(Prompt): Exactly as written, print out each entry in the data, with no pictures.

(Information supplied):
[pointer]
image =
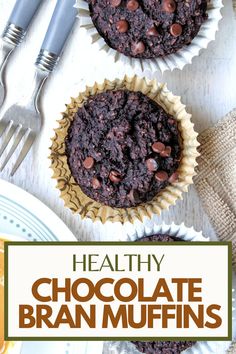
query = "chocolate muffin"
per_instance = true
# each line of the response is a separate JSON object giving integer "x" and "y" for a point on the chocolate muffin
{"x": 148, "y": 28}
{"x": 123, "y": 148}
{"x": 159, "y": 347}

(Finished task):
[pointer]
image =
query = "chocolate muffin"
per_instance = true
# each line of the response is a separate JSON object giving integer "x" and "y" for a point on the chocolate muffin
{"x": 148, "y": 28}
{"x": 123, "y": 148}
{"x": 159, "y": 347}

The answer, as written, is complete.